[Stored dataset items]
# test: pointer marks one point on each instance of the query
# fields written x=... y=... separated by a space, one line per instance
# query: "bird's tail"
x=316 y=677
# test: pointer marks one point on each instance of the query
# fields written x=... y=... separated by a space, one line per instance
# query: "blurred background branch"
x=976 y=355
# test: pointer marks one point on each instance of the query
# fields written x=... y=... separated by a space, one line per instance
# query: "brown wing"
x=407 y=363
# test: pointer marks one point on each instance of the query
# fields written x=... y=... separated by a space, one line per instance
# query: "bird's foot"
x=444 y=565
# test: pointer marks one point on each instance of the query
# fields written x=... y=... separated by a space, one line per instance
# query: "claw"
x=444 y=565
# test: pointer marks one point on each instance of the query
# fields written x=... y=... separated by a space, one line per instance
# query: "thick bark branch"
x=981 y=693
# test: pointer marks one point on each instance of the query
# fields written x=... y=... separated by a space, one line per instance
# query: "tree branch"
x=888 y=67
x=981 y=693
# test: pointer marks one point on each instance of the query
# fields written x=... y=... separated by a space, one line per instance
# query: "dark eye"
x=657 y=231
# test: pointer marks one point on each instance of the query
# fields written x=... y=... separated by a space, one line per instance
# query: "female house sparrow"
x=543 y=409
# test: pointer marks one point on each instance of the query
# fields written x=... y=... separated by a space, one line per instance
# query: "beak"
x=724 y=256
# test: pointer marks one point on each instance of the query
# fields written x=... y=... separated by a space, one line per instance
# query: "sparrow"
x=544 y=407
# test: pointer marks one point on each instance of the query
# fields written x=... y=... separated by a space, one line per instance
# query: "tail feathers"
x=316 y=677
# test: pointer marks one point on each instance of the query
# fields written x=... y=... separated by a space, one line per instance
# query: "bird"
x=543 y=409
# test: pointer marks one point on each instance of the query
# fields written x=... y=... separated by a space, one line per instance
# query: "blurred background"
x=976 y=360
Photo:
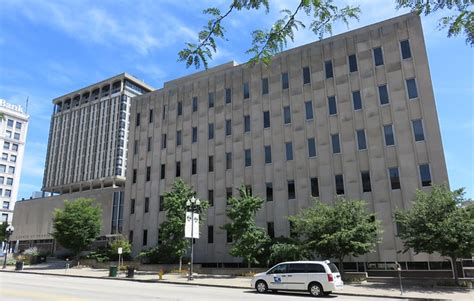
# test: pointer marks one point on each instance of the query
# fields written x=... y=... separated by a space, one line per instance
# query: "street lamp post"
x=8 y=233
x=193 y=206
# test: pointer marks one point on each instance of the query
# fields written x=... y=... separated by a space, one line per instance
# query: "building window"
x=339 y=184
x=210 y=99
x=268 y=154
x=284 y=81
x=356 y=100
x=352 y=63
x=361 y=141
x=137 y=121
x=418 y=130
x=411 y=87
x=336 y=146
x=405 y=47
x=289 y=151
x=271 y=229
x=210 y=129
x=134 y=176
x=148 y=173
x=228 y=160
x=366 y=186
x=246 y=90
x=194 y=104
x=163 y=171
x=162 y=203
x=311 y=147
x=328 y=69
x=425 y=175
x=383 y=95
x=314 y=187
x=378 y=56
x=332 y=105
x=163 y=141
x=147 y=204
x=269 y=192
x=306 y=75
x=211 y=163
x=145 y=237
x=246 y=123
x=193 y=166
x=228 y=127
x=178 y=169
x=210 y=196
x=394 y=177
x=308 y=105
x=266 y=119
x=389 y=135
x=210 y=234
x=286 y=115
x=194 y=135
x=291 y=190
x=248 y=158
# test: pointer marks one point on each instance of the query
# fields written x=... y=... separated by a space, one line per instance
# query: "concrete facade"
x=165 y=129
x=13 y=132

* **EXERCISE DIRECTIONS**
The pictures should be dropped, and every line above should be set down again exactly.

* **PROBLEM SOLUTION**
# test: pointer marks one point on each instance of the query
# fields written x=... y=... separated by a space, one line per instance
# query: "bird's tail"
x=316 y=677
# test: pointer marks one point on each instance of the query
# fields written x=... y=... separated by a space, one line per instance
# query: "blurred background branch"
x=976 y=355
# test: pointer marks one point on each instance of the query
# fields written x=... y=... separated by a space, one line per instance
# query: "brown wing"
x=407 y=363
# test: pointer marks one point on each instance of the query
# fields written x=... y=... separated by a space, one line per instance
# query: "bird's foot"
x=444 y=565
# test: pointer marks one point on each instance of the query
# fields written x=... y=... separated by a space, one line per instance
# query: "claw"
x=444 y=565
# test: pointer marks one point on each instance of the query
# fields written x=... y=... separated by a space, one line per instance
# query: "thick bark branch"
x=981 y=693
# test: pointer marks one point on each instance of the query
# fields written x=... y=... separated by a space, one line per instance
# query: "tree branch"
x=888 y=67
x=981 y=693
# test: pointer marks one point on each instance of the query
# fields written x=... y=... separated by a space, one line per instance
# query: "dark eye"
x=657 y=231
# test: pointer marks one point on each instance of the query
# fields written x=... y=... separated by a space, one line per instance
# query: "female house sparrow"
x=543 y=409
# test: pointer marks one point on each instance of the query
# fields written x=... y=... separated by a space, one line per instance
# query: "beak"
x=724 y=256
# test: pointer marks one point on each instance of the query
# fields written x=... y=... separated by a space, one line per instance
# query: "sparrow"
x=544 y=407
# test: pointer marks one point on each instance of the query
# fields written x=... y=... separated by a space, one line per instance
# query: "tail feathers"
x=316 y=677
# test: pointer marks one point on each instance of the query
# fields written x=... y=... separated by a space, one line per instance
# query: "bird"
x=543 y=409
# test: pointer marks one point on each instance of the query
# fields written x=... y=... separated by a space, one line per instance
# query: "blurred background"
x=976 y=360
Photo:
# test: pointer marks one point on each instance of the query
# fields written x=... y=... separated by a space, one line per instance
# query: "street lamp post"
x=8 y=233
x=193 y=206
# test: pointer marks one point on each instance of the query
# fields written x=... y=... separated by a space, one line per instance
# query: "building window"
x=339 y=184
x=210 y=99
x=268 y=154
x=284 y=81
x=356 y=100
x=352 y=63
x=361 y=141
x=137 y=121
x=418 y=130
x=411 y=87
x=336 y=146
x=405 y=47
x=289 y=151
x=271 y=229
x=210 y=129
x=134 y=176
x=148 y=173
x=228 y=160
x=366 y=186
x=246 y=90
x=194 y=104
x=163 y=171
x=162 y=203
x=311 y=147
x=328 y=69
x=425 y=175
x=383 y=95
x=314 y=187
x=378 y=56
x=332 y=105
x=163 y=141
x=147 y=204
x=269 y=192
x=306 y=75
x=211 y=163
x=145 y=237
x=246 y=123
x=193 y=166
x=228 y=127
x=178 y=169
x=210 y=196
x=394 y=177
x=308 y=105
x=266 y=119
x=389 y=135
x=210 y=234
x=286 y=115
x=194 y=135
x=291 y=190
x=248 y=158
# test: pointer marks one point on each instance of the query
# fields written x=... y=... separated by a space, one line per instance
# query: "concrete facade"
x=165 y=129
x=13 y=132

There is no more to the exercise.